— BEGIN EXTRACT TO READ —

Harmony data pre-processing and time connection
Hi,
when I run harmony to load the data with: counts = harmony.utils.load_from_csvs(csv_files, sample_names)
I found that values greater than 32767 were transformed to negative value. It is noted that the default dtype is int16 (so the max allowed value is 32767). Should the value be adjusted larger?
And if I have multiple time points, should the time connection data frame look like this? 0 1 0 0 1 1 1 2 2 2 3 3 3 4 4 4 5 5 5 6 6 6 7
Hi @pengyu1608 - Did you ever figure out the appropriate way to code the time connections for experiments with more than two time points? Thanks!
Of course, just after asking, I was able to figure it out myself with some help with one of the other submitted issues.
The following code:
timepoints = ['6w','7w','16w','17w','18w','3mo']
timepoint_connections = pd.DataFrame(np.array([timepoints[:-1], timepoints[1:]]).T)
timepoint_connections
Where timepoints is a list of all your sample time points in order. This will generate a matrix timepoint_connections of the following form:
| _ | 0 | 1 |
|---|---|---|
| 0 | 6w | 7w |
| 1 | 7w | 16w |
| 2 | 16w | 17w |
| 3 | 17w | 18w |
| 4 | 18w | 3mo |
The matrix of this form with work in the call to aug_aff, aff = harmony.core.augmented_affinity_matrix(norm_df, tp, timepoint_connections)

— END EXTRACT TO READ —
— BEGIN ENTRIES SUPPLIED —

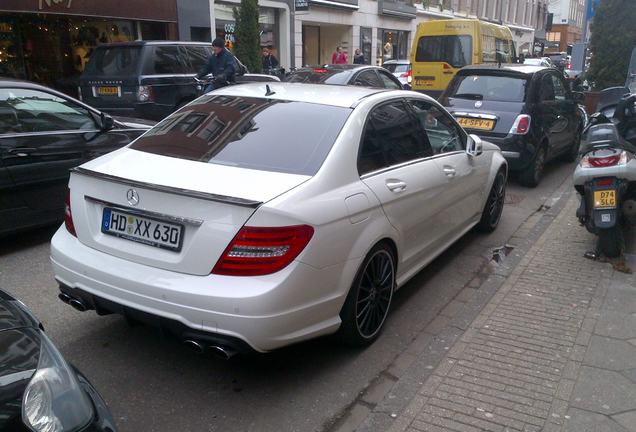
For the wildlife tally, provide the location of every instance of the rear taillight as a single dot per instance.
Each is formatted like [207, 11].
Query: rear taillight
[145, 94]
[521, 126]
[68, 215]
[591, 161]
[257, 251]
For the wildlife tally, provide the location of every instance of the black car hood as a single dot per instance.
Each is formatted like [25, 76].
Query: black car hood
[19, 356]
[14, 314]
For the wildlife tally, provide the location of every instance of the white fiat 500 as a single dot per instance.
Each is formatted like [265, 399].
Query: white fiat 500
[262, 215]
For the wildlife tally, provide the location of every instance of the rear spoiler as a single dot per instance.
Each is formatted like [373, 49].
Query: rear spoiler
[169, 189]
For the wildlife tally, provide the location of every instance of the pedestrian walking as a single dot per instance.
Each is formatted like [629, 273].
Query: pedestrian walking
[358, 57]
[269, 61]
[221, 64]
[339, 56]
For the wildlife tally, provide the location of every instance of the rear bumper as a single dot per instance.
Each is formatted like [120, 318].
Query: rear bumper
[297, 303]
[517, 150]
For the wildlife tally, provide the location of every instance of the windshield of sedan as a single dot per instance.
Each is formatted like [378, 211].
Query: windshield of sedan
[255, 133]
[489, 87]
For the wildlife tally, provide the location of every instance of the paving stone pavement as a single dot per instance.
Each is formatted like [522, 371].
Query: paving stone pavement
[553, 350]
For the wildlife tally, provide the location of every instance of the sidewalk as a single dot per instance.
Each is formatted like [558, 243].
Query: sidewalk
[553, 350]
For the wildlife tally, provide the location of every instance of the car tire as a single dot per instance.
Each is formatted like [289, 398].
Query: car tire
[531, 175]
[573, 151]
[493, 208]
[367, 305]
[610, 242]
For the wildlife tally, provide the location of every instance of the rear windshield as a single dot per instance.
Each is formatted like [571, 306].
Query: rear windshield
[255, 133]
[454, 50]
[396, 68]
[117, 60]
[320, 76]
[489, 87]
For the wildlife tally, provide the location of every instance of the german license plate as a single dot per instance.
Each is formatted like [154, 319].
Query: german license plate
[472, 123]
[605, 199]
[108, 91]
[152, 232]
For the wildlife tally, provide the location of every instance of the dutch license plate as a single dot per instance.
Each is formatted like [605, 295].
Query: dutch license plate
[152, 232]
[471, 123]
[108, 91]
[423, 83]
[605, 199]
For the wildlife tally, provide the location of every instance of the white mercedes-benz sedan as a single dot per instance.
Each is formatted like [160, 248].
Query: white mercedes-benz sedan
[262, 215]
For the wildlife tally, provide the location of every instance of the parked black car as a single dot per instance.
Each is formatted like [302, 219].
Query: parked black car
[528, 111]
[43, 134]
[147, 79]
[39, 390]
[345, 74]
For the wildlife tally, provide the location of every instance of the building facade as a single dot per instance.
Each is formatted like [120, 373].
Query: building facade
[50, 41]
[385, 30]
[567, 24]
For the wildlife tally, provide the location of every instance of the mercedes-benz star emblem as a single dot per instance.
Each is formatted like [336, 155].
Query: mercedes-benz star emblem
[133, 197]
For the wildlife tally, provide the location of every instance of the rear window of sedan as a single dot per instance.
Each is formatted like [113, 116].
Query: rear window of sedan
[254, 133]
[320, 76]
[489, 87]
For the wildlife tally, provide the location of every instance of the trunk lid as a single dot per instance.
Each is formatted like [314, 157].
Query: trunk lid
[210, 202]
[502, 113]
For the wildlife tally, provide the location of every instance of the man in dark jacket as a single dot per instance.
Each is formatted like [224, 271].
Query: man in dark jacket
[221, 65]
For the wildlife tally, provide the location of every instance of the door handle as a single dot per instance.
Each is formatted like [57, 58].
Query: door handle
[449, 171]
[395, 185]
[21, 151]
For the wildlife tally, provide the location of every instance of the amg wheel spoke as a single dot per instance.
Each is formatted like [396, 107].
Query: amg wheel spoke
[363, 311]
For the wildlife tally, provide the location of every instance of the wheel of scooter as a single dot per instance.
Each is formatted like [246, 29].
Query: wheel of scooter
[610, 242]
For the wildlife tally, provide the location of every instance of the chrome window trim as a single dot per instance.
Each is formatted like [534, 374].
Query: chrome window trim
[53, 132]
[407, 163]
[151, 214]
[169, 189]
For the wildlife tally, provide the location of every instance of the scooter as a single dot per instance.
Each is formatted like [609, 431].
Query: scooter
[605, 176]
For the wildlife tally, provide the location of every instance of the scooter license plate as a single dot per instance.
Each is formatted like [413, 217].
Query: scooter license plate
[605, 199]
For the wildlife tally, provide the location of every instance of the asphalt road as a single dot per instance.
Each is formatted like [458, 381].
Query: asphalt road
[154, 384]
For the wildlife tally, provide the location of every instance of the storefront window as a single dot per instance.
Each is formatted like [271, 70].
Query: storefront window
[226, 26]
[365, 43]
[54, 49]
[392, 45]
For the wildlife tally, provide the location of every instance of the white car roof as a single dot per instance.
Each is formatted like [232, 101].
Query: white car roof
[334, 95]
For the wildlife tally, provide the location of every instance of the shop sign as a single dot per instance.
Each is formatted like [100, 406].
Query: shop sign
[49, 3]
[301, 5]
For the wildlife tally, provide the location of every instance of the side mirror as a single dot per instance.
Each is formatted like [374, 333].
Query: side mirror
[106, 122]
[474, 146]
[579, 97]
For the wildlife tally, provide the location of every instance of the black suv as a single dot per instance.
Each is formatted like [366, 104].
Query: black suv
[528, 111]
[146, 79]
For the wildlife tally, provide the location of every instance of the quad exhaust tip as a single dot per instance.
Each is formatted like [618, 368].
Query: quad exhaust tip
[76, 303]
[219, 351]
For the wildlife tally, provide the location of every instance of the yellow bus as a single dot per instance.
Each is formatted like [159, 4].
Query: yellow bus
[442, 47]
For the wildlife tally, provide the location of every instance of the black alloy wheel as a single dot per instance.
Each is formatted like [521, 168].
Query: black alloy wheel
[369, 299]
[494, 204]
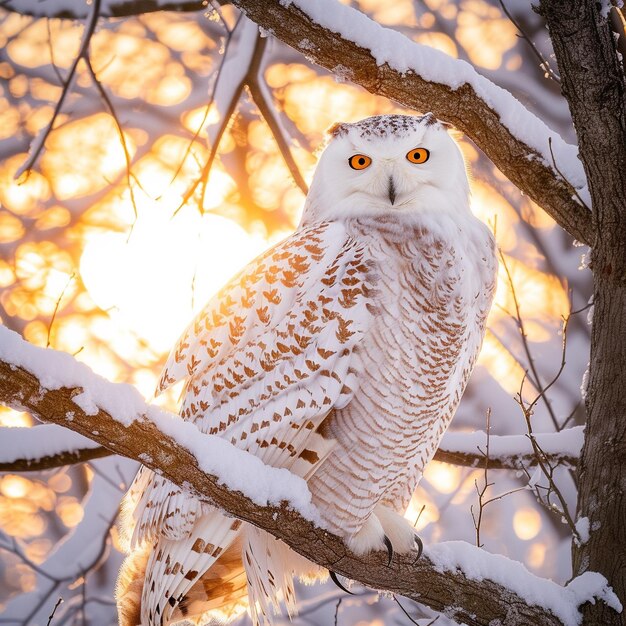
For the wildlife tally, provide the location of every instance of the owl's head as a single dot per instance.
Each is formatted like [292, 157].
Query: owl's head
[393, 164]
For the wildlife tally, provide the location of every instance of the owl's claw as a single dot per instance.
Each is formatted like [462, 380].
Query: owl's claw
[389, 549]
[419, 545]
[334, 578]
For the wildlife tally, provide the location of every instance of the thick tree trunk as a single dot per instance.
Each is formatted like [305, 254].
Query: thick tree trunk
[593, 83]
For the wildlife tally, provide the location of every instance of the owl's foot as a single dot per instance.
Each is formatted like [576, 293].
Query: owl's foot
[370, 538]
[333, 577]
[420, 547]
[398, 529]
[389, 547]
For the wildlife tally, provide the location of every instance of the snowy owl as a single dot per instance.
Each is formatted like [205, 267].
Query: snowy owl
[340, 354]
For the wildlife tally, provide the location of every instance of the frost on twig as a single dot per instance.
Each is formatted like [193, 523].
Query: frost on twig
[52, 385]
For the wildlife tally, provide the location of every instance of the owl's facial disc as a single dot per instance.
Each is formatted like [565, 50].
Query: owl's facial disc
[400, 165]
[392, 191]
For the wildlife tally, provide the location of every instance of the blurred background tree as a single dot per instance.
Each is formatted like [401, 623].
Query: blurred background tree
[178, 145]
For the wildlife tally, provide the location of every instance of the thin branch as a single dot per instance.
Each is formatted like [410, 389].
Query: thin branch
[452, 450]
[464, 106]
[54, 610]
[56, 308]
[475, 602]
[544, 63]
[536, 381]
[39, 142]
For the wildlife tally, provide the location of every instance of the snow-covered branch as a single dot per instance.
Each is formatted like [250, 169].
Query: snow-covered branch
[45, 447]
[389, 64]
[474, 586]
[110, 8]
[49, 446]
[384, 61]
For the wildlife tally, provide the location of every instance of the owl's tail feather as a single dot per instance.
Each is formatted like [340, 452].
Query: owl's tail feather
[175, 566]
[211, 581]
[129, 587]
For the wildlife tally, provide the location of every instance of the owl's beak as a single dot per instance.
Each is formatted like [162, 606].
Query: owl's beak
[391, 190]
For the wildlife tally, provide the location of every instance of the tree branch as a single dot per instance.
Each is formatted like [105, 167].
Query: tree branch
[31, 450]
[110, 8]
[426, 80]
[45, 447]
[140, 432]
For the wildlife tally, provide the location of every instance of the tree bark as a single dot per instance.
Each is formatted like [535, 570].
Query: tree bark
[530, 171]
[476, 601]
[593, 83]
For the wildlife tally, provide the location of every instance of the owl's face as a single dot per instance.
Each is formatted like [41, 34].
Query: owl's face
[393, 164]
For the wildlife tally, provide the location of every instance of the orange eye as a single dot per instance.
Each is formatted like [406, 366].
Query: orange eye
[359, 162]
[418, 155]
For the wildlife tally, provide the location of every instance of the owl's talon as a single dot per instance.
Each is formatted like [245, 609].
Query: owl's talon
[334, 578]
[387, 542]
[420, 547]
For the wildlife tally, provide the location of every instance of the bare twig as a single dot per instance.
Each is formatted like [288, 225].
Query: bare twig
[56, 308]
[54, 610]
[536, 381]
[420, 581]
[545, 64]
[38, 144]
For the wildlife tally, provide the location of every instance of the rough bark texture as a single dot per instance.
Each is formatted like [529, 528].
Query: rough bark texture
[475, 460]
[115, 8]
[593, 83]
[461, 107]
[476, 603]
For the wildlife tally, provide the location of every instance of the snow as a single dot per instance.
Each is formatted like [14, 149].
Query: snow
[236, 469]
[80, 549]
[404, 55]
[39, 442]
[563, 602]
[582, 528]
[568, 442]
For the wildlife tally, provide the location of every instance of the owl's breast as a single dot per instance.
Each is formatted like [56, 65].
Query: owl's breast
[413, 363]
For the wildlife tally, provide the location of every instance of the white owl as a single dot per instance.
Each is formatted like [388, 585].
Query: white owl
[340, 354]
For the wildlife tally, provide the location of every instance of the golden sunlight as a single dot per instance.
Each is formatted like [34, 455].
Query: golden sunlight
[526, 523]
[152, 281]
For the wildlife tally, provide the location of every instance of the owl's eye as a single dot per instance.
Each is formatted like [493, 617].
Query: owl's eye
[418, 155]
[359, 162]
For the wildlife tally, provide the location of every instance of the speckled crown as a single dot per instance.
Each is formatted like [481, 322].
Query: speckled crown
[380, 126]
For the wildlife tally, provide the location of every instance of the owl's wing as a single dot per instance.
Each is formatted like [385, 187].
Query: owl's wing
[399, 496]
[267, 359]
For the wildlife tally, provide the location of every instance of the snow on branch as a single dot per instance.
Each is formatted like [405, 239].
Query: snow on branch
[474, 586]
[385, 62]
[49, 446]
[45, 447]
[510, 451]
[72, 9]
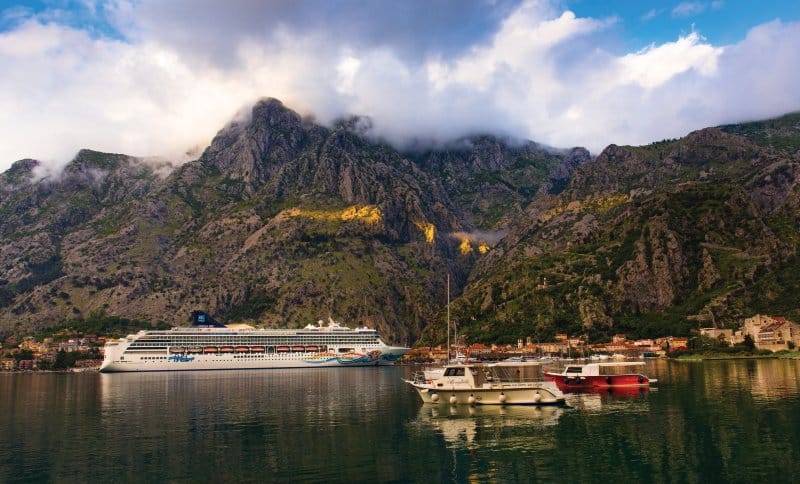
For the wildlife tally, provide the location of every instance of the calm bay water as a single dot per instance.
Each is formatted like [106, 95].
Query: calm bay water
[725, 421]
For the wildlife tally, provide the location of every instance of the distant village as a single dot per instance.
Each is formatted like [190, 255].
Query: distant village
[767, 333]
[69, 350]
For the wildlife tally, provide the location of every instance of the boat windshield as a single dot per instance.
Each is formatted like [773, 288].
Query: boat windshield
[454, 372]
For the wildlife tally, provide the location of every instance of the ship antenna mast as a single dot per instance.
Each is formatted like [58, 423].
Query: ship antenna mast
[448, 318]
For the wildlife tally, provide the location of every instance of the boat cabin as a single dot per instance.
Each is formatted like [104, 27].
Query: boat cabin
[597, 369]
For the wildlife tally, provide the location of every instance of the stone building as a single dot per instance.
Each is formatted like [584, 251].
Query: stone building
[772, 333]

— END ENTRIES SUPPLIED —

WRITTEN REQUEST A:
Copy the harmony forum thread from "And if I have" up to and including "other submitted issues.", substituting "sampling points" for every "time points".
WRITTEN REQUEST B:
According to the harmony forum thread, which default dtype makes values greater than 32767 turn negative?
The records have nothing to do with the forum thread.

WRITTEN REPLY A:
And if I have multiple sampling points, should the time connection data frame look like this? 0 1 0 0 1 1 1 2 2 2 3 3 3 4 4 4 5 5 5 6 6 6 7
Hi @pengyu1608 - Did you ever figure out the appropriate way to code the time connections for experiments with more than two sampling points? Thanks!
Of course, just after asking, I was able to figure it out myself with some help with one of the other submitted issues.

WRITTEN REPLY B:
int16